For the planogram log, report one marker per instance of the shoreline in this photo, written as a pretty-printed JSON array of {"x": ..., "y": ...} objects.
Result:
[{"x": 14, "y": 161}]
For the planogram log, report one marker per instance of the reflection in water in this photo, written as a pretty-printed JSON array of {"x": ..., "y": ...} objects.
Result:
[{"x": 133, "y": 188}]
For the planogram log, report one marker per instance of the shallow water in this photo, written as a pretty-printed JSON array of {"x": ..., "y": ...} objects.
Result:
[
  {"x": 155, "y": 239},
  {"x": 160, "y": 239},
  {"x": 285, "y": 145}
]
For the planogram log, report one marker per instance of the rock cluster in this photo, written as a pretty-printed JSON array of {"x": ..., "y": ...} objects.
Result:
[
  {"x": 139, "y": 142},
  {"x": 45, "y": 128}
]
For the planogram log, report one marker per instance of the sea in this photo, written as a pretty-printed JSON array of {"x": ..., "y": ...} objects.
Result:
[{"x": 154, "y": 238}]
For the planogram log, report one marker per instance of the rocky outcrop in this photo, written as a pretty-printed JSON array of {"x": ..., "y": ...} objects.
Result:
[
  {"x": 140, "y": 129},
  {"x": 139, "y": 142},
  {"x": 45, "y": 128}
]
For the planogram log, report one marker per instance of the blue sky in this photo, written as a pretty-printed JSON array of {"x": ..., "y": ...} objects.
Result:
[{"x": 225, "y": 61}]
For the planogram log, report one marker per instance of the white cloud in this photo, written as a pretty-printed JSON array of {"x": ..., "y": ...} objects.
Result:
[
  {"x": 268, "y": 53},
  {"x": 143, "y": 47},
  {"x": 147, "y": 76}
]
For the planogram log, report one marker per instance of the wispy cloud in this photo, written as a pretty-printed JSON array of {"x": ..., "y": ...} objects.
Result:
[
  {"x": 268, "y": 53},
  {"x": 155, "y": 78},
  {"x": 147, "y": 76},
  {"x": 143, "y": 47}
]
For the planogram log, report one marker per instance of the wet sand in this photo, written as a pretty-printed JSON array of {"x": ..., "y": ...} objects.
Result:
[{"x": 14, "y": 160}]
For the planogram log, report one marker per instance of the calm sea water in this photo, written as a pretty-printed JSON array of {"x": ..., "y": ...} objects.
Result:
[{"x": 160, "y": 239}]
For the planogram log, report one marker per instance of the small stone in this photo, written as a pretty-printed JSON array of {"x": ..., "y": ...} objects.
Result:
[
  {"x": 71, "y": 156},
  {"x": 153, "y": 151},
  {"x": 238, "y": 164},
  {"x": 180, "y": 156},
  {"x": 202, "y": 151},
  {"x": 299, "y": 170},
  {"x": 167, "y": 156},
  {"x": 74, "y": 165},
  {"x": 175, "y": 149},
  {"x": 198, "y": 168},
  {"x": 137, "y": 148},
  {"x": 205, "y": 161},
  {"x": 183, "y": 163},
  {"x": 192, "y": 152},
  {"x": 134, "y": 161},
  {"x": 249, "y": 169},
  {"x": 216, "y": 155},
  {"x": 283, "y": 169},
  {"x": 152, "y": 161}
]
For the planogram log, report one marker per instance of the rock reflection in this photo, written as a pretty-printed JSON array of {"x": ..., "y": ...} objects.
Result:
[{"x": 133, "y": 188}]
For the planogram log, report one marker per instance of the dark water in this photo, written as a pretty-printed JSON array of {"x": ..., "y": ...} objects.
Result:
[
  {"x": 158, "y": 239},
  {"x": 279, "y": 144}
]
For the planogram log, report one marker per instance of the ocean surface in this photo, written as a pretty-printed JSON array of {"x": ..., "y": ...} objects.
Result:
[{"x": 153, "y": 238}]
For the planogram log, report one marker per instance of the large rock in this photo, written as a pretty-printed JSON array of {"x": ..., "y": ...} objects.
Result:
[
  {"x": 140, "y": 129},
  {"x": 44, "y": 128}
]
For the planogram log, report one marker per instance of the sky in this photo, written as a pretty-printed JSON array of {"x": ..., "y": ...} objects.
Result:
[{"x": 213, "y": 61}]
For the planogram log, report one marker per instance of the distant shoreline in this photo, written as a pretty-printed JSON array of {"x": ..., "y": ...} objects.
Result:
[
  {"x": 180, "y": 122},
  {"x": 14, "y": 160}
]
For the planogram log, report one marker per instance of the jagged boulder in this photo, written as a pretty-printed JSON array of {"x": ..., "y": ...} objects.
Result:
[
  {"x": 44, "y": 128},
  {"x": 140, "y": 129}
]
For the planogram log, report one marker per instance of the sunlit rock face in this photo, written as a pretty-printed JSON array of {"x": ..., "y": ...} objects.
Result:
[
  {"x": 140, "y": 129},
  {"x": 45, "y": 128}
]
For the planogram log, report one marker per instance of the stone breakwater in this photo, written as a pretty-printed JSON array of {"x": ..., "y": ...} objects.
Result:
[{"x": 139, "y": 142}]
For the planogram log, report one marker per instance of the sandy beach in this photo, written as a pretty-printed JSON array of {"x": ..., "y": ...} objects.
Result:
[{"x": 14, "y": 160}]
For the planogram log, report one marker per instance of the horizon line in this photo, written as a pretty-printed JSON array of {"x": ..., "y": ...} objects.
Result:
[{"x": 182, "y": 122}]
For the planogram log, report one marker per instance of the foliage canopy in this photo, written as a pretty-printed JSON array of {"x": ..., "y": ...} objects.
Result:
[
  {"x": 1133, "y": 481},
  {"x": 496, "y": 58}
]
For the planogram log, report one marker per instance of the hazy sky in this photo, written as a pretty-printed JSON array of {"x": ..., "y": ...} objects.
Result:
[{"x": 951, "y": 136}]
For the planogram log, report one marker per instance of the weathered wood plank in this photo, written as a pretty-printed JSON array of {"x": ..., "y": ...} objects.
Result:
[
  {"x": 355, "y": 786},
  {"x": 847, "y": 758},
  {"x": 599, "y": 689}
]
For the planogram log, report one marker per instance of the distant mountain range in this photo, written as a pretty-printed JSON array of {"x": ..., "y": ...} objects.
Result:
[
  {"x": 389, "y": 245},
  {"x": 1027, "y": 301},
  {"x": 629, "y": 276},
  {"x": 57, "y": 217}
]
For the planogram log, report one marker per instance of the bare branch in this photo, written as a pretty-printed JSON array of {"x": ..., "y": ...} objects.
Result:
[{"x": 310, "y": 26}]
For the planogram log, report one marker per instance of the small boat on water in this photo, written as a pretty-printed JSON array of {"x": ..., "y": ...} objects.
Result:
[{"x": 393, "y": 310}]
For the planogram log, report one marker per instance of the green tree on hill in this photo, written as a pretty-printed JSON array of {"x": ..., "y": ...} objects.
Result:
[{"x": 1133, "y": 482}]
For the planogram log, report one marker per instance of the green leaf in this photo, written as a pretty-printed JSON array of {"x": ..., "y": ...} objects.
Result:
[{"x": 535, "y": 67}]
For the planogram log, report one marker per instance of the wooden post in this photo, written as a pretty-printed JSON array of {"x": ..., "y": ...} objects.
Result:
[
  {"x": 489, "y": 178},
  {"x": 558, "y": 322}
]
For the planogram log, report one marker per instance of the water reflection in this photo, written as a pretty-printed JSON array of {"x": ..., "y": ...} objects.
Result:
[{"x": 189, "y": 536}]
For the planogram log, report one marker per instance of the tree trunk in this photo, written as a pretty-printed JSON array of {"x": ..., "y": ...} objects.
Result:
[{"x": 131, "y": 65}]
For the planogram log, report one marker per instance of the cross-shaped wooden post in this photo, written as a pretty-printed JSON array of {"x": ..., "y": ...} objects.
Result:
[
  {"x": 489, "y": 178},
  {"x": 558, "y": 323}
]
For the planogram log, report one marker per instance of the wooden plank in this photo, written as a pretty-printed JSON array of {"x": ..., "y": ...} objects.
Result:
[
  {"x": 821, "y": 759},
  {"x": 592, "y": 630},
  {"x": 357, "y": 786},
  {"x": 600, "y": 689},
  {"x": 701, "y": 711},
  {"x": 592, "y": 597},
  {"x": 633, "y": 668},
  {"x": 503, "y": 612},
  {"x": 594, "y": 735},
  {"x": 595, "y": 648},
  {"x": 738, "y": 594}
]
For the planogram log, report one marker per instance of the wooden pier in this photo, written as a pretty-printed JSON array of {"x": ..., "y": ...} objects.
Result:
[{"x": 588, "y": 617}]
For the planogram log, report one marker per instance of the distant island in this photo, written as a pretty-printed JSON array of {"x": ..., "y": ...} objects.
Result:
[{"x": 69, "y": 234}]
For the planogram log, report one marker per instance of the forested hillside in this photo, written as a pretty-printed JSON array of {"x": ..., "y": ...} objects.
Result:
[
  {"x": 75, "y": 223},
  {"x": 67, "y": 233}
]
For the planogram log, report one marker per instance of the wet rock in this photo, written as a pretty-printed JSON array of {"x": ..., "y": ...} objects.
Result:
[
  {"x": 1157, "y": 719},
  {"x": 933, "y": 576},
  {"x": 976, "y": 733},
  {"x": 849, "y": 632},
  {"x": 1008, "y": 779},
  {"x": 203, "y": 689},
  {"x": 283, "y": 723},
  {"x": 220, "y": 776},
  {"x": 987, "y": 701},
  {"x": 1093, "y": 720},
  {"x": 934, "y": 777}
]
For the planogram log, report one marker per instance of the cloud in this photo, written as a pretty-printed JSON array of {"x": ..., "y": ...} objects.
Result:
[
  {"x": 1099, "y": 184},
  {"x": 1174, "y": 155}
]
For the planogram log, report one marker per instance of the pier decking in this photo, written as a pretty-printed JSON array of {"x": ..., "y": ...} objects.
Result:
****************************************
_REQUIREMENT:_
From the line holding "the wooden plank" to the last line of the records, quote each line exactly and add nothing.

_THE OUTPUT:_
For the planogram log, report one marker per instance of the wooden plank in this photo, written as a pretty-printed JSON array of {"x": ..., "y": ...} objects.
Result:
[
  {"x": 821, "y": 759},
  {"x": 592, "y": 630},
  {"x": 357, "y": 786},
  {"x": 600, "y": 689},
  {"x": 701, "y": 711},
  {"x": 592, "y": 597},
  {"x": 633, "y": 668},
  {"x": 503, "y": 612},
  {"x": 594, "y": 735},
  {"x": 595, "y": 648},
  {"x": 738, "y": 594}
]
For the planogram log, report one marker per instance of the wooden pier in this photo, written as a pretty-printed JSON array of {"x": ..., "y": ...} objects.
Result:
[{"x": 588, "y": 617}]
For the planogram log, report one marker per instance of the distant island in this photo, written as a pretty-printed JSON array of {"x": ..., "y": ...} objects.
Result:
[{"x": 69, "y": 234}]
For the planogram log, report one marker per instance of the forested hillside in this photo, written as a pretty-printed JSON array of {"x": ..., "y": ...} objects.
Result:
[
  {"x": 75, "y": 223},
  {"x": 67, "y": 233}
]
For the planogram log, report one marker per instance of the wet rock in this photo, written as a pretty-printed JSON array of {"x": ..., "y": ...} objects.
Result:
[
  {"x": 1157, "y": 719},
  {"x": 933, "y": 576},
  {"x": 976, "y": 733},
  {"x": 849, "y": 632},
  {"x": 1008, "y": 779},
  {"x": 203, "y": 689},
  {"x": 283, "y": 723},
  {"x": 220, "y": 776},
  {"x": 987, "y": 701},
  {"x": 1093, "y": 720},
  {"x": 934, "y": 777}
]
For the planogram log, report one marker per instance of the cloud in this photo, written as a pretty-printed JSON array of {"x": ..., "y": ...} objects.
Result:
[
  {"x": 1099, "y": 184},
  {"x": 1174, "y": 155}
]
For the planogram log, report one marker per instance of the pier decking in this photo, written as a pretty-printed JSON array of {"x": ..., "y": ...} objects.
Result:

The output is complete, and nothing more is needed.